Supplied material:
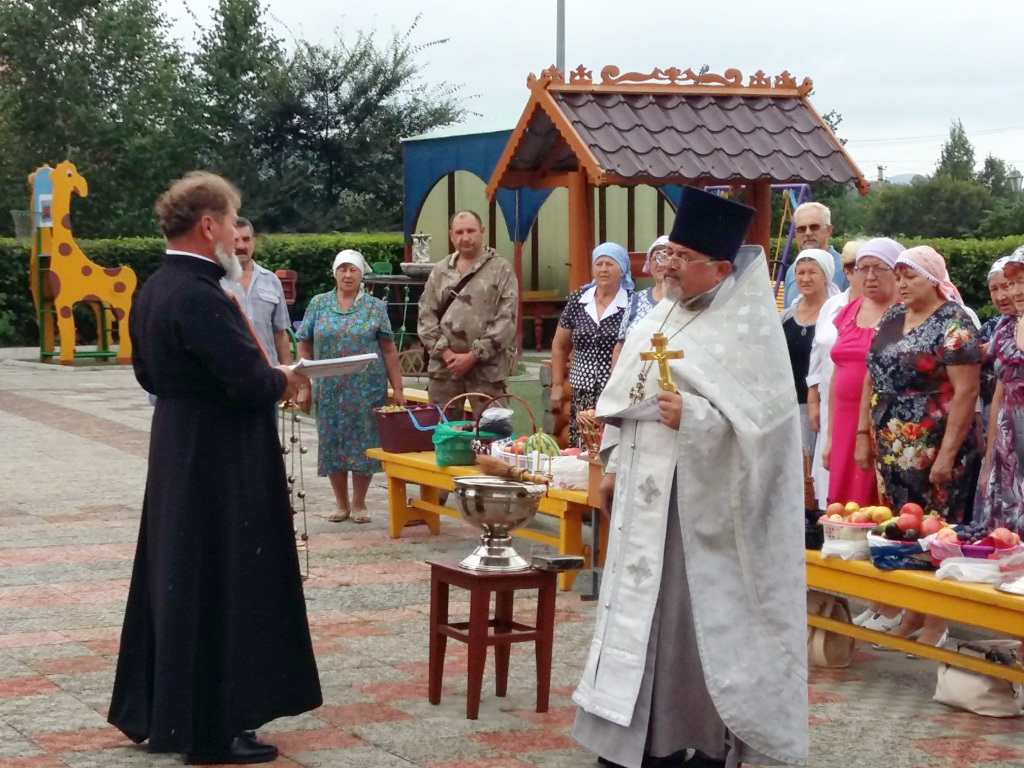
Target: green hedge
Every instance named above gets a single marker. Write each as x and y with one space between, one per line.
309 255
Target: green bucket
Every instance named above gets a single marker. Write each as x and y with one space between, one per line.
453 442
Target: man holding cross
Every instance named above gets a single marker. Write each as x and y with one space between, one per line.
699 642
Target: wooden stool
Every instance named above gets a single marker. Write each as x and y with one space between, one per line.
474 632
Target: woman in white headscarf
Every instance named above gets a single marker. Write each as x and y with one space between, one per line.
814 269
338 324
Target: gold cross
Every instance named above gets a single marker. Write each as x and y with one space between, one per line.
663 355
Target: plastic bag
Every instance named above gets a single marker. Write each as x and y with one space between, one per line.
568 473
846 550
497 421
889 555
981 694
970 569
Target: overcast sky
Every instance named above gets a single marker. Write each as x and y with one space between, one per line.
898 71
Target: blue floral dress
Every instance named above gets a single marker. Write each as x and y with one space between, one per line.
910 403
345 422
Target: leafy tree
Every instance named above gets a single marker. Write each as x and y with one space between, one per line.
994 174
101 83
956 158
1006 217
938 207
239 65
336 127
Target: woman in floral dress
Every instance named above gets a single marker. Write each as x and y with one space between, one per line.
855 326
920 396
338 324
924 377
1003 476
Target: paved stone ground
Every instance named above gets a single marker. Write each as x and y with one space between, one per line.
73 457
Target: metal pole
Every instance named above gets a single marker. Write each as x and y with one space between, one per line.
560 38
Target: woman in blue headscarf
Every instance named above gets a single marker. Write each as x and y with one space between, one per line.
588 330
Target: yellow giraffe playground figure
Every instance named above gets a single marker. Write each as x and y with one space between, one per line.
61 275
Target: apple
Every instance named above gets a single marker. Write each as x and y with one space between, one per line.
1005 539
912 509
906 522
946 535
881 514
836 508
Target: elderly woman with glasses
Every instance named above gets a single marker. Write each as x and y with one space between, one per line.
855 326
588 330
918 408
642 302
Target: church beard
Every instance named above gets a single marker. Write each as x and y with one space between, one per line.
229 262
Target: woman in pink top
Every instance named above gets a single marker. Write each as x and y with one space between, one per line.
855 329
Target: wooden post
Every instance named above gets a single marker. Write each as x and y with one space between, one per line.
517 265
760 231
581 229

==

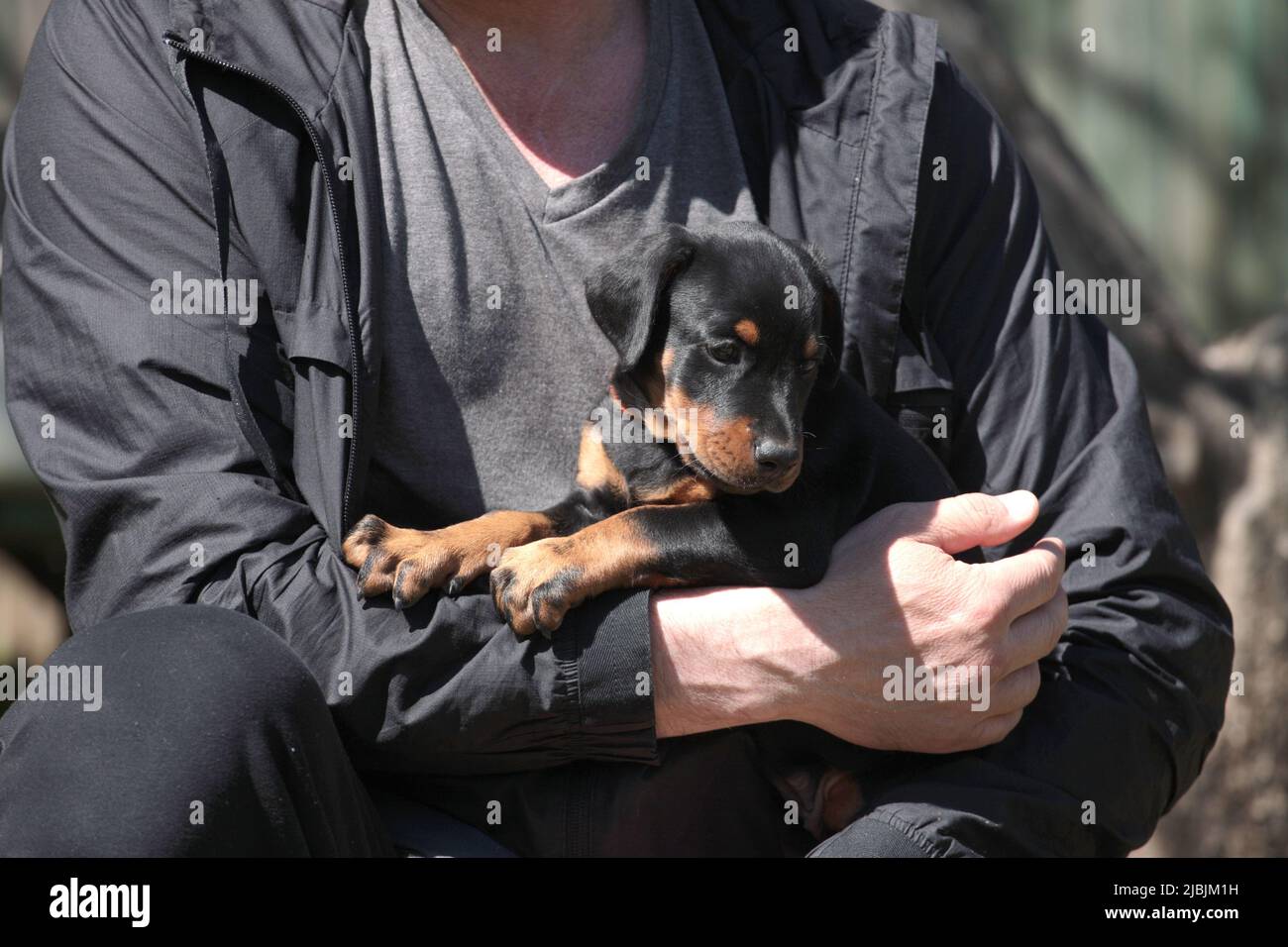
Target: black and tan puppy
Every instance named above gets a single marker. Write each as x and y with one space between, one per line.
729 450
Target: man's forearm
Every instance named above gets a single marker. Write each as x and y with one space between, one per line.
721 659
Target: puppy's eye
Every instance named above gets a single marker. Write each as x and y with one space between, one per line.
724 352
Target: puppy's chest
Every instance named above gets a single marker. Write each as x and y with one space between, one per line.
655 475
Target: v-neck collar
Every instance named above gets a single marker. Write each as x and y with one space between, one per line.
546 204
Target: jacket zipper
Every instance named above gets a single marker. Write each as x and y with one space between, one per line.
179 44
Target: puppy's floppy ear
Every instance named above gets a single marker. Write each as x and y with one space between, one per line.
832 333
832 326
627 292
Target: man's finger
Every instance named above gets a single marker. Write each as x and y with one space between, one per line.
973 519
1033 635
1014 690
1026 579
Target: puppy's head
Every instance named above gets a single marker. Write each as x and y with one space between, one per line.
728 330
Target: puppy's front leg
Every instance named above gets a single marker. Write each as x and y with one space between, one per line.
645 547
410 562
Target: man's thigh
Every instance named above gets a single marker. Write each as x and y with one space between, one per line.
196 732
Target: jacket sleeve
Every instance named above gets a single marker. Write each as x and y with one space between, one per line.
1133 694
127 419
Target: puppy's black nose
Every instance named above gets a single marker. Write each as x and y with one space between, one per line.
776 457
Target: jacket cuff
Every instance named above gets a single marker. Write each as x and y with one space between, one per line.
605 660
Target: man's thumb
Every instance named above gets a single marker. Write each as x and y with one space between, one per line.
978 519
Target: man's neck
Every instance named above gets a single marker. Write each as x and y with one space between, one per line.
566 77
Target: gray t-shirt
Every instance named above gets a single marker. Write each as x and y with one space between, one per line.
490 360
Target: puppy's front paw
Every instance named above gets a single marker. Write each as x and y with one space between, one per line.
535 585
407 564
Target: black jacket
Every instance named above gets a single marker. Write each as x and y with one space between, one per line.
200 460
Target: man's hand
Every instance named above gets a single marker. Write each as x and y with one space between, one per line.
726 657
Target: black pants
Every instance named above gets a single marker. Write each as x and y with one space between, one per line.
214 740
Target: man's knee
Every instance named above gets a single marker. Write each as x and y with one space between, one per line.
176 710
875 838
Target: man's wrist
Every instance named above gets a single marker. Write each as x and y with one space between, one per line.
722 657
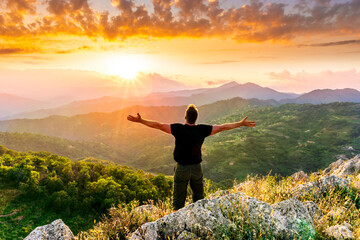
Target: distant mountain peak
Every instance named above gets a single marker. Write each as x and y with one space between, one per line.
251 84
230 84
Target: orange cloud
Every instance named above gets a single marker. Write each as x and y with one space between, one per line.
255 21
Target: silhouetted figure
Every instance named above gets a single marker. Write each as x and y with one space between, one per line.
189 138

...

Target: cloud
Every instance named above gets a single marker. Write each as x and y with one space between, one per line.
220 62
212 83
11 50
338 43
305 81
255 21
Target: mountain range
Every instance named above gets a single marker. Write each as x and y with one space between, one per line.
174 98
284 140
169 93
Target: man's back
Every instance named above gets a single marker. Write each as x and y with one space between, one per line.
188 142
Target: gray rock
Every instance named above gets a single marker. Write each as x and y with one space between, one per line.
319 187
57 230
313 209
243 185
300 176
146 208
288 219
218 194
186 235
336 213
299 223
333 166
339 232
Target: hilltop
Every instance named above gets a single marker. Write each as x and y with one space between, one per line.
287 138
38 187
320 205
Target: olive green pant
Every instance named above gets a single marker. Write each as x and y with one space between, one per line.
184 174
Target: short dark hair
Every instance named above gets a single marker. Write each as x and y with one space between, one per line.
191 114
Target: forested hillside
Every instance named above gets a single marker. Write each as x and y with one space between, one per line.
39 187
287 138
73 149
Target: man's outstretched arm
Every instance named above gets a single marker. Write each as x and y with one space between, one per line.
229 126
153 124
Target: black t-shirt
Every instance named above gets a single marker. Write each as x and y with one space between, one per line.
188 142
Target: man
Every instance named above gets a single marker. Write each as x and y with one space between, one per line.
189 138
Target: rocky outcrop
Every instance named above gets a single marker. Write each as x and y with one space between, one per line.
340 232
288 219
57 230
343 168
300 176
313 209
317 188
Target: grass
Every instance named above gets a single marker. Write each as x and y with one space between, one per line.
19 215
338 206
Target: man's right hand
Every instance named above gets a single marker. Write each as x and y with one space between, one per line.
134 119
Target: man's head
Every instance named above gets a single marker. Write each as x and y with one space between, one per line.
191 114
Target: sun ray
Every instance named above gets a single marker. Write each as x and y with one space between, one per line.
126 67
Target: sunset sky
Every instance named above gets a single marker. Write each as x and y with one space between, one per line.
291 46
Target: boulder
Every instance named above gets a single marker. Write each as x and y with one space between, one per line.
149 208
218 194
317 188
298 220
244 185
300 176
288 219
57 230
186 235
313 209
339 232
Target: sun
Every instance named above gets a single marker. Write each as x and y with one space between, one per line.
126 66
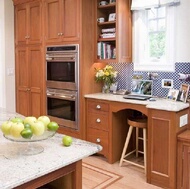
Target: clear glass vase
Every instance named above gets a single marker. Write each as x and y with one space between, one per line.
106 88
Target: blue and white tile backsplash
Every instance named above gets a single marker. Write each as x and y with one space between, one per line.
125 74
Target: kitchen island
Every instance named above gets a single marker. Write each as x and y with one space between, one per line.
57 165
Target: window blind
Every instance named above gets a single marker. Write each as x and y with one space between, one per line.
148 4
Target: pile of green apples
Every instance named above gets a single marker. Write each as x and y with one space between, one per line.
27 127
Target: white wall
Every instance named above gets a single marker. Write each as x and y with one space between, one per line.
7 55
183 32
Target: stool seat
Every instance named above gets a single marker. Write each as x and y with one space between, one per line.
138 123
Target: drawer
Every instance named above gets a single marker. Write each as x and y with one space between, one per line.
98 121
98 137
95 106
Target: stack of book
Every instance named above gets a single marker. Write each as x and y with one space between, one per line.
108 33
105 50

Written exercise: How many of the lines above contain the string "black"? Case counts. Give only the number.

Result below: 5